Outline records for named regions:
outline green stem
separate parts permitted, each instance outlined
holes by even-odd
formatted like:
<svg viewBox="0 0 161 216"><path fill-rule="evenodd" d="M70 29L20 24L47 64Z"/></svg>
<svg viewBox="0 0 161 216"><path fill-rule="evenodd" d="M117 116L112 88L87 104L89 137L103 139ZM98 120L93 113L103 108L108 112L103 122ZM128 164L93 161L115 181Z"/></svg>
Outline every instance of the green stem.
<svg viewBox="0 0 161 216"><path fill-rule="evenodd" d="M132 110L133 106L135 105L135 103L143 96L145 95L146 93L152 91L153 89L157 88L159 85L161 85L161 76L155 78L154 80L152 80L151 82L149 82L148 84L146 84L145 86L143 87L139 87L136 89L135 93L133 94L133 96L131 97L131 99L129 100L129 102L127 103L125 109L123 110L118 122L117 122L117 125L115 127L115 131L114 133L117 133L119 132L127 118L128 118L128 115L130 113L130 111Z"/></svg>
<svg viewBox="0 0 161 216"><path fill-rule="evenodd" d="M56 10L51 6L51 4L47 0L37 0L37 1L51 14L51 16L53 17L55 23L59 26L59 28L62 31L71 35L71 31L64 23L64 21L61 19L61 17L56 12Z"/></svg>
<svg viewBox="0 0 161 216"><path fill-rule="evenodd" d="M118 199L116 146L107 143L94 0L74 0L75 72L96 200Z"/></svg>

§ Task to carry out: Rewrite every one of the entries above, changing each "green stem" to "green leaf" and leaving everything else as it is.

§ Solved exercise:
outline green leaf
separate parts permitted, each instance outlined
holes by even-odd
formatted like:
<svg viewBox="0 0 161 216"><path fill-rule="evenodd" d="M70 29L20 24L47 64Z"/></svg>
<svg viewBox="0 0 161 216"><path fill-rule="evenodd" d="M117 116L112 88L87 104L89 137L103 139ZM98 120L93 113L103 108L108 112L103 122ZM128 164L93 161L115 181Z"/></svg>
Outline every instance of the green leaf.
<svg viewBox="0 0 161 216"><path fill-rule="evenodd" d="M132 110L133 106L135 105L135 103L143 96L145 95L146 93L152 91L153 89L157 88L159 85L161 85L161 76L155 78L154 80L152 80L151 82L149 82L148 84L146 84L145 86L143 87L139 87L136 89L135 93L133 94L133 96L131 97L131 99L129 100L129 102L127 103L125 109L123 110L118 122L117 122L117 125L115 127L115 131L114 133L117 133L119 132L127 118L128 118L128 115L130 113L130 111Z"/></svg>
<svg viewBox="0 0 161 216"><path fill-rule="evenodd" d="M56 10L51 6L51 4L47 0L37 0L37 1L51 14L51 16L53 17L55 23L59 26L59 28L62 31L71 35L71 31L64 23L64 21L61 19L61 17L56 12Z"/></svg>
<svg viewBox="0 0 161 216"><path fill-rule="evenodd" d="M118 199L116 146L107 143L94 0L74 0L75 72L96 200Z"/></svg>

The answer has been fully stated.